▶ EXERCISE GOAL
Please rewrite the records below, replacing "space-separated" with "space-delimited" and leaving everything else unchanged.

-- Start --

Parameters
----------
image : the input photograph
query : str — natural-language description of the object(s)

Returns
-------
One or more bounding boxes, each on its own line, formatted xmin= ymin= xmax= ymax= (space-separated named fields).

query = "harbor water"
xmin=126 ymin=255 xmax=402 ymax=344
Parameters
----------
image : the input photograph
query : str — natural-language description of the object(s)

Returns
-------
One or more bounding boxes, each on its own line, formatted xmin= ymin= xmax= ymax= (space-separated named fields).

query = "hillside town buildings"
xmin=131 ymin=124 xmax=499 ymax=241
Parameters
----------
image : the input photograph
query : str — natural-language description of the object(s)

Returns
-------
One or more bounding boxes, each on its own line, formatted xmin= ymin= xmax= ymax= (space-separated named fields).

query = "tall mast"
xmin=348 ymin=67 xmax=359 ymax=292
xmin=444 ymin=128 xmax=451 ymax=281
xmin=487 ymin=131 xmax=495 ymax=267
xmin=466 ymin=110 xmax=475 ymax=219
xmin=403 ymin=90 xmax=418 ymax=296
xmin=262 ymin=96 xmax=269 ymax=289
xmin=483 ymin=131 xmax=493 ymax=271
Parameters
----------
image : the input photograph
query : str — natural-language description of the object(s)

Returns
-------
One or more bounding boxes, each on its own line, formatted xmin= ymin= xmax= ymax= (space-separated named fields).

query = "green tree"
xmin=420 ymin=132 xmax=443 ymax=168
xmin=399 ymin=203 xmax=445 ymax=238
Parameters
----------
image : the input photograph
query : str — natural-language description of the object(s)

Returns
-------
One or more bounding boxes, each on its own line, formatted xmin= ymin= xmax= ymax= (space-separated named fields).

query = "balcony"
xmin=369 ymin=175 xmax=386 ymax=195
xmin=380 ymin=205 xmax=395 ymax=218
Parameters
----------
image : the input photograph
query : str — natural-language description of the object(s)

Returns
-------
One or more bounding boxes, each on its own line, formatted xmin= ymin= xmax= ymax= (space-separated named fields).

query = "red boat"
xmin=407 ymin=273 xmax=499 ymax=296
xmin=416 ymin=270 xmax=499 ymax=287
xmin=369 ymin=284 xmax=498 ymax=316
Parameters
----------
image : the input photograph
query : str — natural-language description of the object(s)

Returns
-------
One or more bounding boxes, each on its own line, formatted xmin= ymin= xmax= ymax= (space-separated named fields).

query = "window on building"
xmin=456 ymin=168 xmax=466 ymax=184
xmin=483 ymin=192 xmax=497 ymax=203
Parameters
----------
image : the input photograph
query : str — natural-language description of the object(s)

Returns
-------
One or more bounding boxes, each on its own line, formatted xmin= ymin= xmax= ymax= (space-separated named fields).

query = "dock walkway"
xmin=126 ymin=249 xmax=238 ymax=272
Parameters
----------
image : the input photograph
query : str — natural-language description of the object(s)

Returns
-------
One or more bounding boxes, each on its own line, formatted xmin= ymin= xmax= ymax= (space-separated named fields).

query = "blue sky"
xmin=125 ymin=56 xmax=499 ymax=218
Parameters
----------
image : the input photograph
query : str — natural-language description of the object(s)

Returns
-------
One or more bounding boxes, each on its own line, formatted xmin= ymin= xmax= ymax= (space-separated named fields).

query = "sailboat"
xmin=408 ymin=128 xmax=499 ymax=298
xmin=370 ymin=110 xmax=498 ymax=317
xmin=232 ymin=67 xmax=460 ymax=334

-- End --

▶ RESULT OF THIS TASK
Parameters
----------
image : the input photograph
query : str — natural-language description of the object(s)

Returns
-------
One or more bounding boxes, each on its own line, formatted xmin= ymin= xmax= ymax= (space-delimited named fields).

query = "harbor water"
xmin=126 ymin=255 xmax=402 ymax=344
Parameters
----------
image : the input photograph
query : str — natural-language description of the object(s)

Returns
-------
One or more bounding boxes, each on its own line, formatted xmin= ymin= xmax= ymax= (space-delimited named fields).

query = "hillside town buildings"
xmin=131 ymin=124 xmax=499 ymax=241
Parameters
----------
image : the input photograph
query : str — natural-language description of the object(s)

Returns
-------
One or more bounding boxes, each on its own line, formatted xmin= ymin= xmax= ymax= (space-delimited named fields).

query = "tall mast"
xmin=348 ymin=67 xmax=359 ymax=292
xmin=444 ymin=128 xmax=451 ymax=281
xmin=487 ymin=131 xmax=495 ymax=267
xmin=466 ymin=110 xmax=475 ymax=219
xmin=403 ymin=90 xmax=418 ymax=296
xmin=262 ymin=96 xmax=269 ymax=289
xmin=483 ymin=131 xmax=493 ymax=271
Parameters
----------
image : the input photograph
query : str — natural-language description of the object(s)

Returns
-------
One or more bounding boxes, each on its own line, formatted xmin= ymin= xmax= ymax= (space-delimited named fields).

query = "green tree"
xmin=420 ymin=132 xmax=443 ymax=168
xmin=399 ymin=203 xmax=445 ymax=238
Parameters
----------
image : the input photograph
query : str — natural-language description of the object(s)

Returns
-------
One or more bounding boxes, each on its own line, formatted xmin= ymin= xmax= ymax= (space-delimited named fields).

query = "balcony"
xmin=369 ymin=175 xmax=386 ymax=195
xmin=380 ymin=205 xmax=395 ymax=218
Parameters
----------
image : the input photograph
query : str — natural-language description of the object(s)

Returns
-------
One or more bounding boxes, each on its own line, formatted xmin= ymin= xmax= ymax= (space-delimited named fields).

query = "red boat"
xmin=407 ymin=273 xmax=499 ymax=296
xmin=416 ymin=270 xmax=499 ymax=287
xmin=369 ymin=284 xmax=498 ymax=316
Parameters
----------
image : the input photograph
query : str — natural-language description of the object(s)

Returns
-------
One or more bounding boxes, each on its own line, formatted xmin= ymin= xmax= ymax= (space-delimited named fields).

query = "window on building"
xmin=456 ymin=168 xmax=466 ymax=184
xmin=483 ymin=192 xmax=497 ymax=203
Parameters
----------
image : the input photograph
query : str — natural-language description of the object(s)

Returns
-------
One or more bounding boxes, each on its own line, formatted xmin= ymin= xmax= ymax= (space-delimited named fields).

query = "dock walkway"
xmin=126 ymin=249 xmax=238 ymax=272
Parameters
----------
image : the input photograph
query : str — natural-language description of the object(s)

Returns
-------
One or more bounding boxes, each on its own line, formatted xmin= ymin= xmax= ymax= (space-delimited named fields).

query = "blue sky"
xmin=125 ymin=56 xmax=499 ymax=218
Parameters
----------
image : the input photograph
query : str — natural-language description of the object(s)

Returns
-------
One or more bounding boxes, each on its own line, formatted xmin= ymin= xmax= ymax= (space-delimited named fields).

query = "sailboat"
xmin=408 ymin=128 xmax=499 ymax=298
xmin=370 ymin=110 xmax=498 ymax=317
xmin=232 ymin=67 xmax=460 ymax=334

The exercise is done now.